Point localization data
◆ ◆ ◆ ◆ ◆

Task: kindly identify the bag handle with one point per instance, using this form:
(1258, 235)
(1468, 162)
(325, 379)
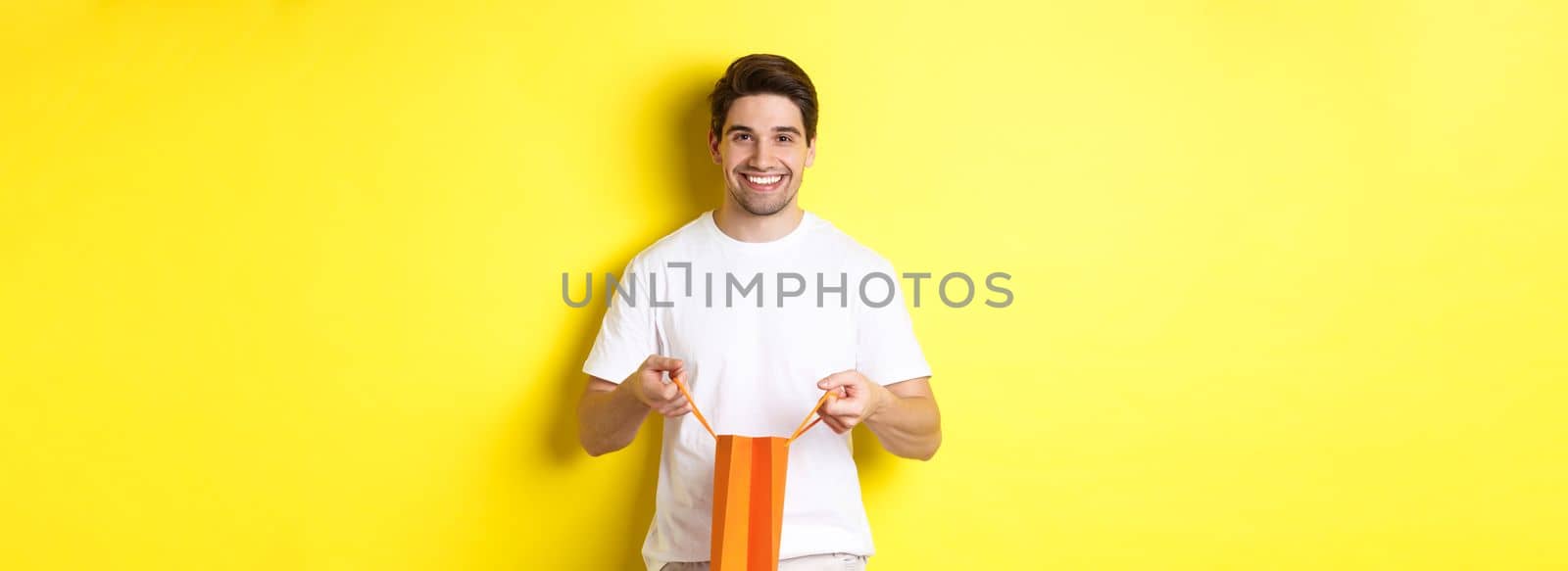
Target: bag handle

◆ ◆ ◆ ◆ ◆

### TASK BRIEF
The lines above that hold "handle" are the result; show every one of them.

### OUTPUT FOR THIS EXERCISE
Task: kindly identify the bag handle with one point per instance, using this form:
Target: bag handle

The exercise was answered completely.